**OBJECTIVE 1:** In the software license agreement below, what does "Delivery Date" mean?

**EXCERPT TO READ:**
-=-=-

IMPORTANT – READ CAREFULLY:

THIS CONSTITUTES A LEGAL AGREEMENT (“AGREEMENT”) BETWEEN YOU (EITHER AN INDIVIDUAL OR A LEGAL ENTITY) AND PREFERRED REPAIR NETWORK (“PRN”) WITH RESPECT TO THE SOFTWARE DEFINED BELOW. BY INSTALLING, COPYING, DOWNLOADING OR OTHERWISE ACCESSING THE SOFTWARE, YOU AGREE TO BE BOUND BY THE TERMS OF THIS AGREEMENT. IF YOU ARE INSTALLING, COPYING, DOWNLOADING OR OTHERWISE ACCESSING THE SOFTWARE ON BEHALF OF YOUR EMPLOYER, YOU REPRESENT THAT YOU ARE AUTHORIZED TO ACCEPT THIS AGREEMENT ON YOUR EMPLOYER’S BEHALF, AND ALL REFERENCE TO “YOU” OR “YOUR” REFERENCE YOUR EMPLOYER. IF YOU DO NOT AGREE TO THE TERMS OF THIS AGREEMENT, PRN IS UNWILLING TO LICENSE THE SOFTWARE TO YOU. IN SUCH EVENT, YOU MAY NOT USE OR COPY THE SOFTWARE, AND YOU SHOULD PROMPTLY DESTROY ALL COPIES OF THE SOFTWARE AND ACCOMPANYING DOCUMENTATION (“DOCUMENTATION”), OR NOTIFY PRN TO OBTAIN INSTRUCTIONS FOR RETURN OF THE UNUSED SOFTWARE IN ACCORDANCE WITH ITS RETURN POLICIES. THE SOFTWARE IS OFFERED TO YOU CONDITIONED ON YOUR ACCEPTANCE WITHOUT MODIFICATION OF THE TERMS CONTAINED HEREIN, AND EXPRESSLY LIMITS ACCEPTANCE TO THE TERMS OF THIS AGREEMENT.

THE SOFTWARE IS PROTECTED BY COPYRIGHT LAWS AND INTERNATIONAL COPYRIGHT TREATIES, AS WELL AS OTHER INTELLECTUAL PROPERTY LAWS AND TREATIES. THE SOFTWARE IS LICENSED, NOT SOLD.

YOU MAY NOT USE OR ACCESS THE SOFTWARE IF YOU ARE (i) AN ENTITY OR INDIVIDUAL THAT MARKETS, DISTRIBUTES OR PROVIDES WEB ANALYTICS SOFTWARE OR SERVICES OR (ii) AN ENTITY OR INDIVIDUAL THAT WILL ACCESS OR USE THE SOFTWARE ON BEHALF OF AN ENTITY OR INDIVIDUAL THAT MARKETS, DISTRIBUTES OR PROVIDES WEB ANALYTICS SOFTWARE OR SERVICES.

  1. DEFINITIONS.
    “Analysis Server” means a single physical computer where you install and run any configuration, analysis, or UI components of the Software.
    “Base License” means the license granted to you pursuant to paragraph 2 below for the right to (i) and (ii).
    “Customer PCs” means your personal computers, including desktops and laptops.
    “Delivery Date” means the date the license key for the Software is delivered to you electronically.
    “Documentation” means the user documentation published and made available by PRN to you in connection with your license of the Software.
    “Plug-Ins” means client desktop plug-in applications to be accessed by you or your personnel using Customer PCs to utilize the Software and to generate reports and data therefrom.
    “Product Add-Ons” means any of the additional Software capacities, functionalities and features offered by PRN and licensed by you as identified on a Quote, a PRN invoice or the relevant license activation key created by PRN.
    “Quote” means a PRN-generated quotation issued pursuant to your request for PRN’ products and/or services.
    “Term” is defined in Paragraph 12 below.
  2. GRANT.

-=-=-

**DATA SUPPLIED:**
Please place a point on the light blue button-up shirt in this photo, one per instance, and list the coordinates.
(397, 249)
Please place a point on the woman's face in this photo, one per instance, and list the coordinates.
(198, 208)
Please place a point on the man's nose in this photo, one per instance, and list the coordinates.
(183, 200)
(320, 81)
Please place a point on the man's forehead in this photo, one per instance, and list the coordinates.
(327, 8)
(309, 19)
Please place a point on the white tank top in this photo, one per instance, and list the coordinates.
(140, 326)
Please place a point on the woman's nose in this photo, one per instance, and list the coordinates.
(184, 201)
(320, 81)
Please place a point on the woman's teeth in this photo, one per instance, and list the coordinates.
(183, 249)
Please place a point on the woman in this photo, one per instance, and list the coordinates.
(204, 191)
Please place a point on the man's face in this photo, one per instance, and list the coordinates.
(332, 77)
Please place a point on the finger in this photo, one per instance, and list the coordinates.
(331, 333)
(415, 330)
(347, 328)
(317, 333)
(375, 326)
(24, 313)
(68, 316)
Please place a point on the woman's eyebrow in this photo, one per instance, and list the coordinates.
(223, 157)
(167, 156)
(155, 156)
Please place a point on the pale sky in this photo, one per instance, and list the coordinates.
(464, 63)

-=-=-

**OBJECTIVE 2:** Update the records from the line that contains "Please place a point on the man's face" through the end of the records, inclusive, replacing "pale sky" with "clear sky" and leaving everything else unchanged. Return only those lines.

**EXERCISE RESULT 1:** The date the license key for the Software is delivered to you electronically.

**EXERCISE RESULT 2:**
Please place a point on the man's face in this photo, one per instance, and list the coordinates.
(332, 77)
Please place a point on the finger in this photo, one per instance, and list the coordinates.
(331, 333)
(415, 330)
(347, 328)
(317, 333)
(375, 326)
(24, 313)
(68, 316)
Please place a point on the woman's eyebrow in this photo, one per instance, and list the coordinates.
(223, 157)
(167, 156)
(155, 156)
Please place a point on the clear sky in this photo, one per instance, and list the coordinates.
(464, 63)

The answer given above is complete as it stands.